_EXERCISE DIRECTIONS_: Please quote all of the data below line for line, without changing a single character.

_RECORDS SUPPLIED_:
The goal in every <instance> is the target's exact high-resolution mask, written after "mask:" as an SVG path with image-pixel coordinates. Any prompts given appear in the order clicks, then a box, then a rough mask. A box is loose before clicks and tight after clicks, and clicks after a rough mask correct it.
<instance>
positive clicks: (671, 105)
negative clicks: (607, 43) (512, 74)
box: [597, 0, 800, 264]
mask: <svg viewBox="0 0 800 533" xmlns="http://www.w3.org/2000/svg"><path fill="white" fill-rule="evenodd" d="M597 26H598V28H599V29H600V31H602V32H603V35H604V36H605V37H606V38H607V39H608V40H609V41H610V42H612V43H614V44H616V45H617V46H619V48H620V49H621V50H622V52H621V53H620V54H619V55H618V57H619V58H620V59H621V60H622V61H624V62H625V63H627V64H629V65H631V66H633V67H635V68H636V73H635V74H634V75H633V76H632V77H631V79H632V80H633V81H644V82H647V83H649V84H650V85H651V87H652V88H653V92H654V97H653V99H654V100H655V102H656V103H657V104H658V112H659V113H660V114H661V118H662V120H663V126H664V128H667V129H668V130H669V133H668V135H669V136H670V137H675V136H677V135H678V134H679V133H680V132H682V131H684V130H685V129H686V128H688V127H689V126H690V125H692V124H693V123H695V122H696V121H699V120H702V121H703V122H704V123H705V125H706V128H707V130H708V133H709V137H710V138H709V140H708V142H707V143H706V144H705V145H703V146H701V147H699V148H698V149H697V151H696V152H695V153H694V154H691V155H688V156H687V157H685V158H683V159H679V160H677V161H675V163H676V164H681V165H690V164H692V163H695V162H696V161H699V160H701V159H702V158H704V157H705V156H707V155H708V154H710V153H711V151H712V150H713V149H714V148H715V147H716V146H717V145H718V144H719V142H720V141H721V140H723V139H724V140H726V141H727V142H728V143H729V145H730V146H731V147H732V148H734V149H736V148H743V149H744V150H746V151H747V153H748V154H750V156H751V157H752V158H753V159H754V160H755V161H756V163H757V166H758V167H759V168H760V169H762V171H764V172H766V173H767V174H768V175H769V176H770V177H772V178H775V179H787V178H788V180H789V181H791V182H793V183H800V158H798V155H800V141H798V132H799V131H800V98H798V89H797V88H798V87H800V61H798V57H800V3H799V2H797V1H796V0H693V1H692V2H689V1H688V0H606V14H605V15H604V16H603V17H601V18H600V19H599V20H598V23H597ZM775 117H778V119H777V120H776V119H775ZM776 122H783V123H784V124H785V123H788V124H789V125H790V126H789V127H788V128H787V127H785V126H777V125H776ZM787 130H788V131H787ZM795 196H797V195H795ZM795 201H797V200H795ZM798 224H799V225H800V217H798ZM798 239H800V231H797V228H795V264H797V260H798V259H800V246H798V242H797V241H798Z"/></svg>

_YOUR RESPONSE_:
The goal in every <instance> is the target's exact high-resolution mask, written after "mask:" as an SVG path with image-pixel coordinates. Any prompts given appear in the order clicks, then a box, then a rough mask. A box is loose before clicks and tight after clicks, and clicks after a rough mask correct it.
<instance>
positive clicks: (671, 105)
negative clicks: (607, 43) (512, 74)
box: [597, 0, 800, 264]
mask: <svg viewBox="0 0 800 533" xmlns="http://www.w3.org/2000/svg"><path fill="white" fill-rule="evenodd" d="M597 26H598V28H599V29H600V31H602V32H603V35H604V36H605V37H606V38H607V39H608V40H609V41H610V42H612V43H614V44H616V45H617V46H619V48H620V49H621V50H622V52H621V53H620V54H619V55H618V57H619V58H620V59H621V60H622V61H624V62H625V63H627V64H629V65H631V66H633V67H635V68H636V73H635V74H634V75H633V76H632V77H631V79H632V80H633V81H644V82H647V83H649V84H650V85H651V87H652V88H653V92H654V97H653V99H654V100H655V102H656V103H657V104H658V112H659V113H660V114H661V118H662V120H663V126H664V128H667V129H668V130H669V133H668V135H669V136H670V137H675V136H677V135H678V134H679V133H680V132H682V131H684V130H685V129H686V128H688V127H689V126H690V125H692V124H693V123H695V122H696V121H699V120H702V121H703V122H704V123H705V125H706V128H707V130H708V133H709V137H710V138H709V140H708V142H707V143H706V144H705V145H703V146H701V147H699V148H698V149H697V151H696V152H695V153H694V154H691V155H688V156H687V157H685V158H683V159H679V160H677V161H675V163H676V164H681V165H690V164H692V163H695V162H696V161H699V160H701V159H702V158H704V157H705V156H707V155H708V154H710V153H711V151H712V150H713V149H714V148H715V147H716V146H717V145H718V144H719V142H720V141H721V140H723V139H724V140H726V141H727V142H728V143H729V145H730V146H731V147H732V148H734V149H736V148H743V149H744V150H746V151H747V153H748V154H750V156H751V157H752V158H753V159H754V160H755V161H756V163H757V166H758V167H759V168H760V169H762V171H764V172H766V173H767V174H768V175H769V176H770V177H772V178H775V179H787V178H788V180H789V181H791V182H793V183H800V158H798V155H800V141H798V132H799V131H800V98H798V89H797V88H798V87H800V61H798V57H800V3H799V2H797V1H796V0H693V1H692V2H689V1H688V0H606V14H605V15H604V16H603V17H601V18H600V19H599V20H598V23H597ZM775 117H778V119H777V120H776V119H775ZM776 122H783V123H784V124H785V123H788V124H789V125H790V126H789V127H788V128H787V127H785V126H777V125H776ZM787 130H788V131H787ZM795 196H797V195H795ZM795 201H797V200H795ZM798 224H799V225H800V217H798ZM798 239H800V231H797V228H795V264H797V260H798V259H800V246H798V242H797V241H798Z"/></svg>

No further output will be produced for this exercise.